= Exercise details =
Every record is to be returned as written, with no omissions.

------ Data

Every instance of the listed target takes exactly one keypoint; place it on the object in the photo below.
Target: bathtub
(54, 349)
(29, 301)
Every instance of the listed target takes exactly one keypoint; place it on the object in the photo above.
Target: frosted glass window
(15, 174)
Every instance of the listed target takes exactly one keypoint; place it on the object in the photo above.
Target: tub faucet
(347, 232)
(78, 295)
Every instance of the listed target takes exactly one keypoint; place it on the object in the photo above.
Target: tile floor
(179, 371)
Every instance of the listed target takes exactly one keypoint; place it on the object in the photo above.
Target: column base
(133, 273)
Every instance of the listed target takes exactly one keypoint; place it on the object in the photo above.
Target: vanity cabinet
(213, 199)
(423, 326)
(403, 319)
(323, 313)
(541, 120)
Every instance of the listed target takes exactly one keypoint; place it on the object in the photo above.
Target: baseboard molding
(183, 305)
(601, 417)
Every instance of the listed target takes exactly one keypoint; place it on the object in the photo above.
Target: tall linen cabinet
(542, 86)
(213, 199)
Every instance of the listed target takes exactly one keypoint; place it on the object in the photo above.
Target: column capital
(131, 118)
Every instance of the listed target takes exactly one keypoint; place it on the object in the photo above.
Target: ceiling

------------

= Task response =
Every instance of the listed target takes exactly one keypoint; place it on the object in the photo below.
Target: bathtub
(54, 349)
(29, 301)
Every instance of the listed target takes exactly one keypoint; place it on the object in the photo above.
Target: frosted glass window
(15, 174)
Every instance of the listed target takes exactly one keypoint; place it on the object in the photo above.
Target: tub faucet
(347, 232)
(78, 295)
Every instance of the listed target takes exactly one keypoint; place it on the object in the photo above.
Target: tile floor
(179, 371)
Every instance of the listed target takes exactly one keypoint; place it on the object in the photo above.
Target: column base
(133, 273)
Every instance of the listed target takes exactly one keypoint; place it on the object in the photo above.
Target: vanity cabinet
(213, 199)
(423, 326)
(403, 319)
(323, 313)
(541, 120)
Every instance of the listed target takes exactly one keypoint; place it on the object in the photo above.
Target: baseboard molding
(183, 305)
(601, 417)
Every instance of the listed target takes exactly one keypoint; place it on the object in the photo above.
Target: tall linen cabinet
(542, 86)
(213, 199)
Every instance of the listed target takes exactly one keypoint; place it on the object in the photo above.
Target: column capital
(131, 118)
Every instance of the listed target takes exactly one keypoint; place it on the object in the photo above.
Target: ceiling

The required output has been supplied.